An open field is traditionally described as the unoccupied or undeveloped area outside a home's "curtilage," with curtilage defined rather obliquely as the "land immediately surrounding and associated with the home." Oliver v. United States, 466 U.S. 170, 180 (1984). Accordingly, in this case, if the warehouse functions as the "home," the question is whether Defendant attempted to exclude the public from the parking lot so that it is part of the warehouse's "curtilage," in which he has an expecation of privacy. See United States v. Hall, 47 F.3d 1091, 1095 (11th Cir.), cert. denied, 516 U.S. 816 (1995); Air Pollution Variance Bd. of Colo. v. W. Alfalfa Corp., 416 U.S. 861, 865 (1974).

Judge Payson found that the Defendant adequately attempted to bar the public from entry onto the parking lot with two locked entrances and fencing that surrounded the premises. Thus, she found that the government could not get around the warrant requirement by calling the parking lot an open field. Furthermore, she noted that even if Whitt entered the premises through a gap in the gates, he only found that gap by trespassing across private property. Accordingly, the fencing still allowed Defendant to retain a reasonable expectation of privacy in the parking lot. The government did not object to this determination, and this Court again agrees with it. The parking lot was part of the warehouse's curtilage and not an open field.

4. Plain View

The government also argues that the items Whitt seized from the parking lot were in plain view, and thus they are not entitled to Fourth Amendment protection. The government's reasoning appears to be that because Whitt was able to plainly view asbestos and other evidence from the gated entrance at Violetta Street, Defendant "expose[d] it to the public," and thus he had no reasonable expectation of privacy in the evidence seized. ECF No. 74, at 11-12 (quoting Katz v. United States, 389 U.S. 347, 351 (1967)).

The government is correct that Defendant had no reasonable expectation of privacy in the actual scene that Whitt was able to view from behind a gate on a publicly-accessible street. The "plain view" doctrine, however, is a seizure doctrine; in other words, when the officer already has a lawful right of access to the evidence, he can reach out and seize it as long as it is plainly in view and its incriminating nature is readily apparent. See Horton v. California, 496 U.S. 128, 136-37 (1990). Accordingly, in order to rely on plain view, the government must use one of the exceptions to the warrant requirement to show that Whitt had a lawful right of access to the evidence. Judge Payson correctly determined that the plain view doctrine cannot apply on its own, before the government has established that it had a lawful right of access to the evidence seized.

5. Pervasively Regulated Industries and the Constitutionality of Code Rule 56

Another way that the government has argued that Whitt lawfully accessed and inspected the parking lot was through his reliance on Code Rule 56. Code Rule 56 a set of asbestos-related regulations promulgated by the New York State Department of Labor. The general purpose of these regulations is to require that persons or companies engaged in asbestos-removal projects follow certain procedures when handling and disposing asbestos-containing material. See N.Y.C.R.R. § 56-1.2(b). Code Rule 56 also includes the following critical provision:

Right of Entry. The Commissioner [of the New York State Department of Labor] or officers and employees of the Department [of Labor] shall at any time, from commencement to completion of any asbestos project, have the right to enter any part of such project, or at any time for complaint investigation. Refusal to permit such entry may result in application of appropriate penalties set forth in statute and code including enjoining further work on the project.

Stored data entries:
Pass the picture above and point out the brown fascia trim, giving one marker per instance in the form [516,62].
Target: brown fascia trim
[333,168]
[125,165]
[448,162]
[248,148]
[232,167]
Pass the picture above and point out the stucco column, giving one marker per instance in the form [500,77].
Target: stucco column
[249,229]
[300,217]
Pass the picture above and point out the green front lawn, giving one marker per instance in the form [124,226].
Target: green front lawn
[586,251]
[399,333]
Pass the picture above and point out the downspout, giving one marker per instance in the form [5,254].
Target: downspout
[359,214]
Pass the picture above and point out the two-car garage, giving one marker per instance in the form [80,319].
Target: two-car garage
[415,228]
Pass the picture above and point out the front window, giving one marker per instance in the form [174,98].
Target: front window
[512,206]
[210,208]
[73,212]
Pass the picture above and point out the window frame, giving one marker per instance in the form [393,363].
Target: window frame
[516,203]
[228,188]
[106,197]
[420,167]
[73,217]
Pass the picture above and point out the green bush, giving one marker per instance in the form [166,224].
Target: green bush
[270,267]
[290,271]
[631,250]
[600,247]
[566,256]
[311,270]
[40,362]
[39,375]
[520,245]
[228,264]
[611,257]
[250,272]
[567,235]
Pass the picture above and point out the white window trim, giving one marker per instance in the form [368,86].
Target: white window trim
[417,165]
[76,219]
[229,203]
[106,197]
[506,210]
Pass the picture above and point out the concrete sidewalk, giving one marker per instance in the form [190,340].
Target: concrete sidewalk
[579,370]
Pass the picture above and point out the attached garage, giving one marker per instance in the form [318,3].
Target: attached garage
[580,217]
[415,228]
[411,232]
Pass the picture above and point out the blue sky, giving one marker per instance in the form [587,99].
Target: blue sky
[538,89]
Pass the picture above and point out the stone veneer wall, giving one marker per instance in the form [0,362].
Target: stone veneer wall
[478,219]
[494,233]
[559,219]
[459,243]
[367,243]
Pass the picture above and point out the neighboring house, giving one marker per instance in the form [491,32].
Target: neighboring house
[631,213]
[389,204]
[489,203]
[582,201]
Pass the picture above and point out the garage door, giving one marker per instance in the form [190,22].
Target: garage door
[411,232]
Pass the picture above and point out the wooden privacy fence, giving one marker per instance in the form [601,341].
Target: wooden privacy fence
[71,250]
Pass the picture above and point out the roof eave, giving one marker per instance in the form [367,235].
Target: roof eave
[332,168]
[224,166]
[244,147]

| WHAT TO DO |
Transcribe the court opinion from "An open field is" up to and including "861, 865 (1974).". The listing above was drawn from a different source than the court opinion.

| SOLUTION FOR THIS PROBLEM |
An open field is traditionally described as the unoccupied or undeveloped area outside a home's "curtilage," with curtilage defined rather obliquely as the "land immediately surrounding and associated with the home." Oliver v. United States, 466 U.S. 170, 180 (1984). Accordingly, in this case, if the warehouse functions as the "home," the question is whether Defendant attempted to exclude the public from the parking lot so that it is part of the warehouse's "curtilage," in which he has an expecation of privacy. See United States v. Hall, 47 F.3d 1091, 1095 (11th Cir.), cert. denied, 516 U.S. 816 (1995); Air Pollution Variance Bd. of Colo. v. W. Alfalfa Corp., 416 U.S. 861, 865 (1974).